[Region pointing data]
___

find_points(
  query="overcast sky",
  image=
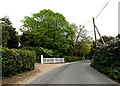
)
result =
(75, 11)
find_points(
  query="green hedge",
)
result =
(39, 51)
(72, 58)
(106, 59)
(15, 61)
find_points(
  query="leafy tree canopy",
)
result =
(48, 30)
(9, 35)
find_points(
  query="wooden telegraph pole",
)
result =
(95, 31)
(98, 33)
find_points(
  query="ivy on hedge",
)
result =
(72, 58)
(15, 61)
(39, 51)
(106, 58)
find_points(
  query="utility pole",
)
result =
(95, 31)
(98, 33)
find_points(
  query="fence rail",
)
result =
(52, 60)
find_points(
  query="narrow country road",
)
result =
(75, 73)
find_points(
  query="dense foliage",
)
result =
(106, 58)
(9, 35)
(48, 30)
(40, 51)
(72, 58)
(15, 61)
(82, 43)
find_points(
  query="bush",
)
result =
(72, 58)
(106, 58)
(39, 51)
(15, 61)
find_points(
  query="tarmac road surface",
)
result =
(75, 73)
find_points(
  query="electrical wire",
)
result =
(104, 6)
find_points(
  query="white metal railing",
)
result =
(52, 60)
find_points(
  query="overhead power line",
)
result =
(104, 6)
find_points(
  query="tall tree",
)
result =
(9, 35)
(48, 30)
(82, 41)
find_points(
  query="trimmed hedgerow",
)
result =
(106, 58)
(72, 58)
(39, 51)
(15, 61)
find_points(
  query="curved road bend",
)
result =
(75, 73)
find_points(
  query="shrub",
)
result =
(106, 58)
(15, 61)
(72, 58)
(39, 51)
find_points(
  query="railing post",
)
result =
(41, 59)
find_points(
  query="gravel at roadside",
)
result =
(26, 77)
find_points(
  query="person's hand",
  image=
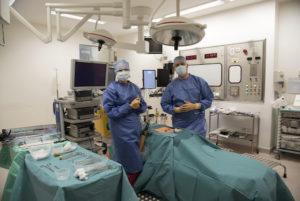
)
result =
(135, 104)
(188, 106)
(177, 110)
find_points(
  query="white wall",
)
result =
(253, 22)
(288, 43)
(27, 75)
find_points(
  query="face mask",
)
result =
(181, 70)
(123, 76)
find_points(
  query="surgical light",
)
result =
(177, 31)
(101, 36)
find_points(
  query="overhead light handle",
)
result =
(177, 8)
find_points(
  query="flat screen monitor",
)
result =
(111, 75)
(163, 77)
(88, 74)
(154, 47)
(149, 79)
(211, 73)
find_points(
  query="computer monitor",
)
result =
(163, 77)
(154, 47)
(88, 74)
(111, 75)
(149, 79)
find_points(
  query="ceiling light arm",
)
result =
(45, 38)
(177, 8)
(93, 12)
(126, 14)
(154, 12)
(63, 37)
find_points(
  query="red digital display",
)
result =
(191, 57)
(210, 55)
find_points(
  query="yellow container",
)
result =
(101, 125)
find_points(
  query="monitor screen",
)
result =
(88, 74)
(154, 47)
(149, 79)
(211, 73)
(163, 77)
(111, 75)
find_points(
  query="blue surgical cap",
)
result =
(121, 64)
(179, 59)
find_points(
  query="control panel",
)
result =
(208, 63)
(235, 72)
(246, 72)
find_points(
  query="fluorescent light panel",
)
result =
(78, 18)
(197, 8)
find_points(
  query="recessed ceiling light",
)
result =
(198, 8)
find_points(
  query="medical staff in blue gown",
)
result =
(123, 104)
(186, 98)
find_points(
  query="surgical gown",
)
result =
(195, 90)
(125, 124)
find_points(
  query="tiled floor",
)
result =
(291, 161)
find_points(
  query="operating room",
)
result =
(244, 54)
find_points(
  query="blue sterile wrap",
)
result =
(35, 183)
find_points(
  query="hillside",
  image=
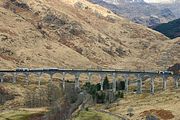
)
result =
(139, 11)
(73, 34)
(40, 33)
(170, 29)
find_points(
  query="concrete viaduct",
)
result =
(102, 73)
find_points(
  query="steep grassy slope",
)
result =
(170, 29)
(40, 33)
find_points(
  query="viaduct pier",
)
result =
(101, 72)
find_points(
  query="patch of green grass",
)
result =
(17, 115)
(94, 115)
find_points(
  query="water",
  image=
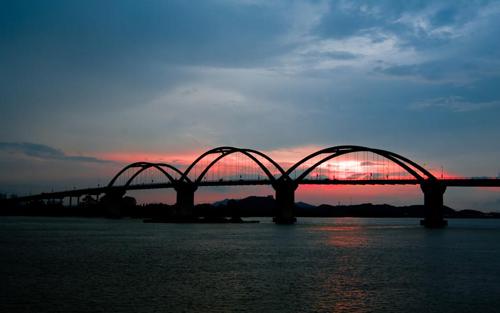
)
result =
(318, 265)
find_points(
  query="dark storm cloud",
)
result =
(43, 152)
(163, 76)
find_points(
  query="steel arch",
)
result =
(227, 150)
(337, 151)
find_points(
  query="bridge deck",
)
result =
(463, 182)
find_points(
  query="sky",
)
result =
(89, 86)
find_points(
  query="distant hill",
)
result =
(246, 207)
(264, 206)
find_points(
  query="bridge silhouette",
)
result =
(374, 167)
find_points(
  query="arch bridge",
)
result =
(231, 166)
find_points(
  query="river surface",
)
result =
(318, 265)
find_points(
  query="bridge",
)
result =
(231, 166)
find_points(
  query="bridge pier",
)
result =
(433, 203)
(185, 200)
(112, 202)
(285, 202)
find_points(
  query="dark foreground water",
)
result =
(318, 265)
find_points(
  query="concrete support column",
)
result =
(285, 202)
(185, 200)
(433, 203)
(112, 202)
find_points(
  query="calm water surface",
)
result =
(318, 265)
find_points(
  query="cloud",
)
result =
(454, 104)
(44, 152)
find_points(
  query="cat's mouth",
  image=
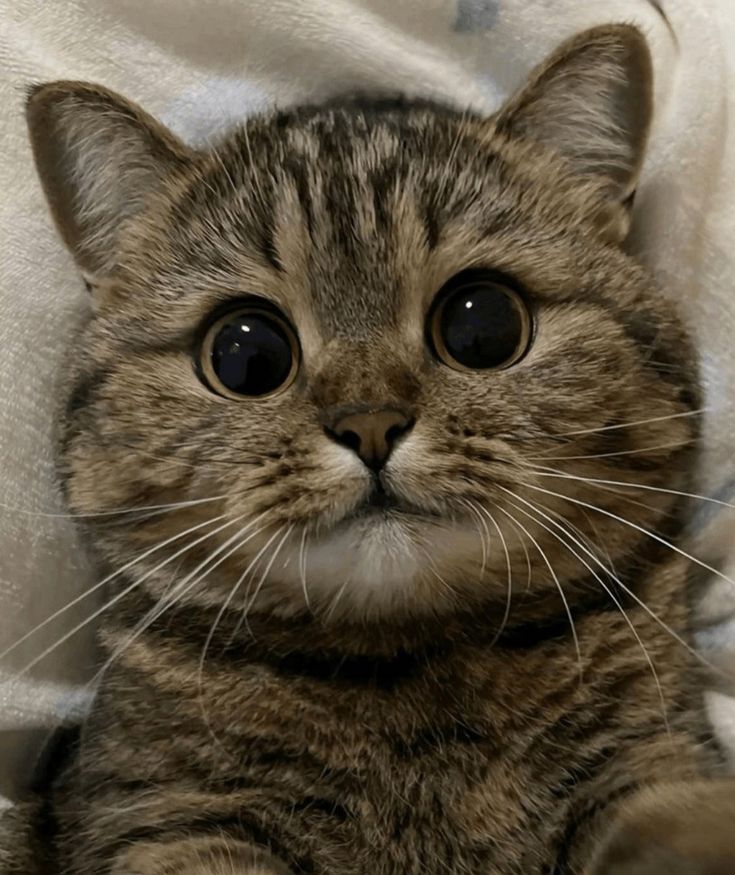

___

Out of the entries, report each line that contains the word "monitor".

• _EXERCISE ANSWER_:
  query="flat screen monitor",
  query="computer monitor",
  query="monitor screen",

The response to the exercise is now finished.